> [Условие задачи a] Выпишите из приведённого ниже листинга все строки, в которых встречается слово «wheel».

Я выбираю свободу — страница 25 из 39

Так же на глазах уже нашего поколения, моего поколения, взлетел на воздух Храм Христа Спасителя, и были уничтожены замечательные фрески, написанные Нестеровым.

И вот, когда на следующий день я выступал перед участниками семинара, я сказал о том, что, пожалуй, в нашей борьбе за человеческие права, мы должны думать еще и о борьбе за сохранение всего того прекрасного, что создано человечеством, потому что начинается насилие и унижение человеческих прав с того, что сначала разрушаются, сначала оскверняются творения рук человеческих, а затем уже начинают уничтожать самого человека. С защиты этих духовных ценностей и начинается по существу борьба за права человека, потому что это — наше достояние, это наша человеческая гордость, это создано руками, гением, духом человека.

И недаром насилие, всякое насилие, начинает именно с этого — уничтожая, разрушая наследие, доставшееся ему от его дедов и прадедов.

Я был очень ад, что многие, выступавшие потом, после меня, поддержали мою мысль.

В заключение мне бы хотелось спеть вам одну небольшую песню, она войдет в сборник моих стихов и песен под названием «Когда я вернусь», который, вероятно, выйдет в сентябре или октябре этого года. Песня называется «Слушая Баха», посвящается она Мстиславу Ростроповичу, и выражена в ней, в сущности, вот та самая мысль, о которой я вам только что говорил.

> [Условие задачи b] Повторите дословно отрывок исходного текста выше: от слов «В заключение мне» до слов «только что говорил.» включительно.

> [Листинг]
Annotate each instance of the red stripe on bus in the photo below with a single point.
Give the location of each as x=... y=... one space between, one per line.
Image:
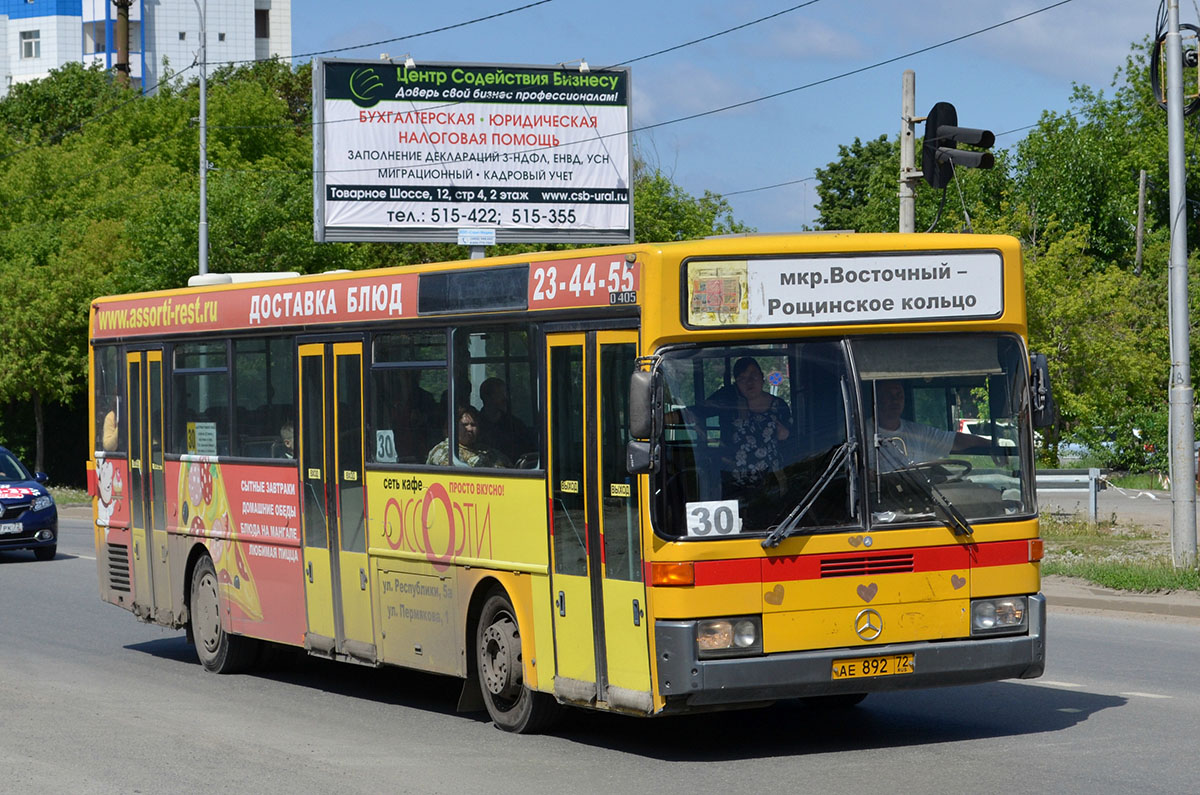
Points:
x=729 y=572
x=808 y=567
x=1001 y=553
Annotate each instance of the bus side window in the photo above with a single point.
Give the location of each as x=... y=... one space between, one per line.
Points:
x=264 y=393
x=407 y=375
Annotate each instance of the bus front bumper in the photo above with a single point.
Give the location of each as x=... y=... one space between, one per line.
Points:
x=684 y=677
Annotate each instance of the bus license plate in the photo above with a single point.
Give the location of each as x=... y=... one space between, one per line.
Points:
x=861 y=667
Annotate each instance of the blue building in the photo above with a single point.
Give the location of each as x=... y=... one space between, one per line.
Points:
x=41 y=35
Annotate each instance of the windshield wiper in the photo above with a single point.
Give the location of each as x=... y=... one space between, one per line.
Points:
x=943 y=508
x=791 y=522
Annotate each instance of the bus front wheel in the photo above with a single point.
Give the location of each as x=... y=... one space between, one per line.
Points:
x=219 y=651
x=511 y=704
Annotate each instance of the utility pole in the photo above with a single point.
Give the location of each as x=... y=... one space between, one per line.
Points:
x=123 y=41
x=1141 y=220
x=909 y=173
x=1182 y=431
x=204 y=141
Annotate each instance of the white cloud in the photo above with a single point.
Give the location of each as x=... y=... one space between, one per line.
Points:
x=809 y=39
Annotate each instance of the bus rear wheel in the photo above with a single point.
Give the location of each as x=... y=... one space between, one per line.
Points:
x=219 y=651
x=513 y=705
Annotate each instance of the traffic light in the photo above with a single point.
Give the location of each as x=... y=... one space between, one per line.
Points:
x=940 y=149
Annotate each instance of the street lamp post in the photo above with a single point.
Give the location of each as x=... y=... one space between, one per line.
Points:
x=204 y=141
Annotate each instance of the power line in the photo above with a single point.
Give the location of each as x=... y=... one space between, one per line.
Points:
x=424 y=33
x=857 y=71
x=703 y=39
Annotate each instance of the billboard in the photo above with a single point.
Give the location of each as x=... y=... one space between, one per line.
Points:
x=438 y=151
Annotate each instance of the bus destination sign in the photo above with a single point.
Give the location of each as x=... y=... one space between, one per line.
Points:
x=846 y=290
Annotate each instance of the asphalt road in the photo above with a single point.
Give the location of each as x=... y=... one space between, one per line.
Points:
x=94 y=701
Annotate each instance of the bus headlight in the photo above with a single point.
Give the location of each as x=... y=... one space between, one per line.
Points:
x=999 y=616
x=729 y=637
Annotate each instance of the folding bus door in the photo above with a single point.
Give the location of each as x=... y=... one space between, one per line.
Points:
x=336 y=581
x=148 y=506
x=598 y=592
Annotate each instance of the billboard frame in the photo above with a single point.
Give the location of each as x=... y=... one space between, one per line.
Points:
x=418 y=233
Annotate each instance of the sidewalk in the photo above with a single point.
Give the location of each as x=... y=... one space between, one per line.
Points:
x=1071 y=592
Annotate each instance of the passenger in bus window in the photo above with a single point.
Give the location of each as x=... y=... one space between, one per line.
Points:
x=285 y=447
x=414 y=417
x=904 y=442
x=469 y=452
x=755 y=425
x=109 y=435
x=499 y=428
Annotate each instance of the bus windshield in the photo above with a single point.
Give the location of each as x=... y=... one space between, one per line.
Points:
x=817 y=436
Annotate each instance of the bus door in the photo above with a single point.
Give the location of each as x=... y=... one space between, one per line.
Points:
x=148 y=496
x=598 y=589
x=335 y=542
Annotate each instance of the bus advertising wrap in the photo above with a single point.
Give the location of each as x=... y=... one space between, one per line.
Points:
x=420 y=153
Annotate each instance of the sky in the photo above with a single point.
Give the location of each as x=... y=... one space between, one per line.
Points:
x=1001 y=79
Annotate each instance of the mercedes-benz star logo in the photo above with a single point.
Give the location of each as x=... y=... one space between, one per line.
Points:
x=869 y=625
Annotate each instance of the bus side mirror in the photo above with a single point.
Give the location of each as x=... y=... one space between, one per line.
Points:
x=645 y=404
x=645 y=410
x=641 y=458
x=1041 y=396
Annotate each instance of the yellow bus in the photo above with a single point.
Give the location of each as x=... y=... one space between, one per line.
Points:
x=646 y=478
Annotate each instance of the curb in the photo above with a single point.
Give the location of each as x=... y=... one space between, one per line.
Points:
x=1069 y=593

> [Результат a]
Annotate each instance of the bus front wheel in the photo above with a single point.
Annotate each instance of the bus rear wheel in the photo above with a single point.

> [Результат b]
В заключение мне бы хотелось спеть вам одну небольшую песню, она войдет в сборник моих стихов и песен под названием «Когда я вернусь», который, вероятно, выйдет в сентябре или октябре этого года. Песня называется «Слушая Баха», посвящается она Мстиславу Ростроповичу, и выражена в ней, в сущности, вот та самая мысль, о которой я вам только что говорил.